Document excerpt:
──────

I needed a job badly. School was expensive. After the financial aid was subtracted, I still had a ton of cash due each month. I moved off campus–our campus housing was like a country club. The food was great, the housing decent, and both were priced accordingly. Living off campus was cheaper. Still, I needed to work. There was a diner being built at the end of my street. It had a big “Help Wanted” sign. How fortuitous.
I walked in the front door, dressed neatly, resume in hand. There were guys doing various degrees of finish work–one guy working on a booth and another bent over some sheet rock.
“Hi, I noticed you’re looking for help?”
I held the paper out toward him.
“What’s that?” he asked.
The room stopped. All construction suddenly came to a halt. All eyes were on me.
He took the paper, glanced down, and shouted over his shoulder.
“Hey, she’s got a resume.” The men began to laugh. Not just a normal laugh–a headliner at the Comedy Central laugh. The kind of laugh that puts a wet spot on the floor.
“A resume!” More laughter. The word echoed through the room as the joke got telephoned to to the very last man in the room, with a wet spot appearing on the floor every time.
I was hired. I don’t think it was my resume–apparently, one doesn’t apply for diner jobs with a resume. One goes in, hopefully sober, and gets hired because two people were too hung over to show up for work.
I was hired to waitress. They called me “College Girl.” “Hey College Girl…get me some coffee!” I heard that a lot.
Working at a diner isn’t easy. It’s a tough crowd. It wasn’t college, though elements from the university came in. I’d wait on them. The other waitresses felt they wouldn’t tip. The other waitresses let me wait on the crazies, the very demanding, and the “undesirables.” We were located very close to the psych unit of the local hospital. Although my college courses didn’t include psychology, and psych patients didn’t tip, I enjoyed these people. “But for the grace of God go I…” I wondered if they started out working in a diner and through one or two twists and turns of events ended up in their present state in need of the tiniest bit of compassion. I fixed their meals like they liked them. I gave the lady who ate the garnishes extra and held Doll Woman’s “Sally” as gently as if she were a real baby. I heard through the grapevine Doll Woman had lost a child.
I quit the diner–I didn’t understand what it was like to run a business. I was a college girl who needed to leave after my shift and go to class. My boss had a business. He had to deal with stuff at all costs. It means you deal with that stuff at all costs. I have a business. I get that. You don’t just shut the doors because you have a Gospel Choir concert or 2PM class or an ice storm. You stay. You deal. You make things work. These are things entrepreneurs do that “College Girl” wasn’t equipped to understand.
I ran into my boss at the grocery store a few months after I quit. “You were right. She was stealing.” He apologized for not listening to my assessment of another employee. Today, I apologize for not understanding the pressure of running a business. I get that now–the trial, error, fear, risk…
I write this by way of apology.
That diner was my introduction to real life, whether I knew it or not at the time. I was being given the biggest gift of all–getting to be part of the city, part of the good people, receiving lessons from the real world. My boss always told me, “You’re good with people.” He wanted me to drop out of “that useless college” and do something “real”–a daycare perhaps. He’d front the cash. He knew an opportunity when he saw one.
I wanted to finish college. After college I wanted to finish graduate school. I did. And I did a little bit more, just for good luck. I’m grateful for my education–I wouldn’t be where I am today without having done so. But my real education–I got at the diner.

──────

Provided material:
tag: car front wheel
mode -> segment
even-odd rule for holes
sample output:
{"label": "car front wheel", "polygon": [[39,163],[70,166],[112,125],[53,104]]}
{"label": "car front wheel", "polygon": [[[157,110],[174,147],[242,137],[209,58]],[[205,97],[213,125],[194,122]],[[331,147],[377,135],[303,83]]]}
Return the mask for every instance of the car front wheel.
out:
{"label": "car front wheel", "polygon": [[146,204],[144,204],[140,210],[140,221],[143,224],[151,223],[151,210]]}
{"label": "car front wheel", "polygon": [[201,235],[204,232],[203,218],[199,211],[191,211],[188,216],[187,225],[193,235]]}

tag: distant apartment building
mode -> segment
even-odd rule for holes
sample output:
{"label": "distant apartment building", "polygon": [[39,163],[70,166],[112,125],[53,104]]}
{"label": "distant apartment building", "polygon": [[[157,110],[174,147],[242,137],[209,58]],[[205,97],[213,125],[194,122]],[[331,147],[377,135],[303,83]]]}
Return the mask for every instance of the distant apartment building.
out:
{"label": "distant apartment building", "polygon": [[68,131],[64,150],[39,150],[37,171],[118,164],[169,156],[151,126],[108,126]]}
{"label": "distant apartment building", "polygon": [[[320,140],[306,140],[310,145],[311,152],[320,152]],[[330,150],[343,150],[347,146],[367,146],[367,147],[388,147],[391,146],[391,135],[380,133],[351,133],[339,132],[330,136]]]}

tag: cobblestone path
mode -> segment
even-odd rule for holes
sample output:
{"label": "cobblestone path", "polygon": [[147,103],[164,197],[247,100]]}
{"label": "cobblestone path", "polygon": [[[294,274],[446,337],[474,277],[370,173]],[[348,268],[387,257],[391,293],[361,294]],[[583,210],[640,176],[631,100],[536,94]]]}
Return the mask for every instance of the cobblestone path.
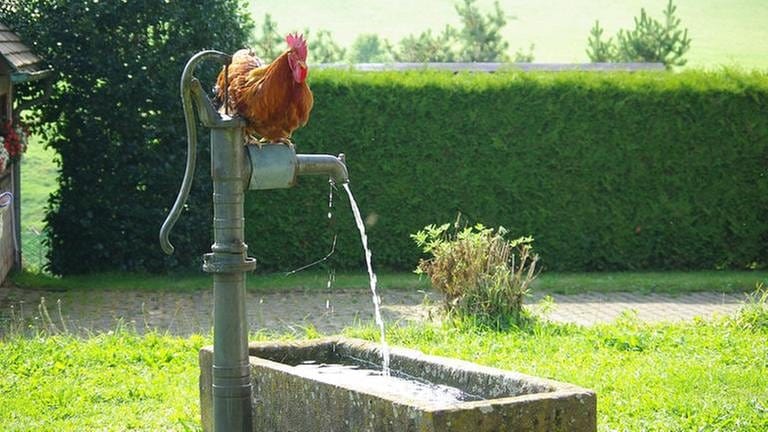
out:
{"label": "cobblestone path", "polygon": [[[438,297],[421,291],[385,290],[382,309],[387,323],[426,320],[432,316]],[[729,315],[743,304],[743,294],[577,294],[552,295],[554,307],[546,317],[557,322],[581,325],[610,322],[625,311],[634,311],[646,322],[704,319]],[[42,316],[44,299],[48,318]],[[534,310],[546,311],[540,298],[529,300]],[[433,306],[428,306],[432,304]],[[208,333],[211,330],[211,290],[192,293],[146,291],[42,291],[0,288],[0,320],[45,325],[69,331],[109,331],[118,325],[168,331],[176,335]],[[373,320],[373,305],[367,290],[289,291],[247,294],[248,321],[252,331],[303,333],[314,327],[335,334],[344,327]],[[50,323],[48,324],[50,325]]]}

──────

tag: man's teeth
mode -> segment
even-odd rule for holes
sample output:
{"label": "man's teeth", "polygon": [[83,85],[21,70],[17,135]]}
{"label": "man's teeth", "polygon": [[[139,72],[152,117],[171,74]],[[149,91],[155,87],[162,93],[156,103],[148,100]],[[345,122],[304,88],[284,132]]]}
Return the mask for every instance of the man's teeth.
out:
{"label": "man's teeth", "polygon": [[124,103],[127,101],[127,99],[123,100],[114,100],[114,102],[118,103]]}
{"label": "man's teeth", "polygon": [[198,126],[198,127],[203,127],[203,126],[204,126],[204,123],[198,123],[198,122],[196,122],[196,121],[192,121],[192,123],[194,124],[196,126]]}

──────

What to work on: Reproduce word for word the part of the essay about working at a diner that opens with the words containing "The room stopped." and closes with "that a lot.". The listing isn't needed for this.

Completed task:
The room stopped. All construction suddenly came to a halt. All eyes were on me.
He took the paper, glanced down, and shouted over his shoulder.
“Hey, she’s got a resume.” The men began to laugh. Not just a normal laugh–a headliner at the Comedy Central laugh. The kind of laugh that puts a wet spot on the floor.
“A resume!” More laughter. The word echoed through the room as the joke got telephoned to to the very last man in the room, with a wet spot appearing on the floor every time.
I was hired. I don’t think it was my resume–apparently, one doesn’t apply for diner jobs with a resume. One goes in, hopefully sober, and gets hired because two people were too hung over to show up for work.
I was hired to waitress. They called me “College Girl.” “Hey College Girl…get me some coffee!” I heard that a lot.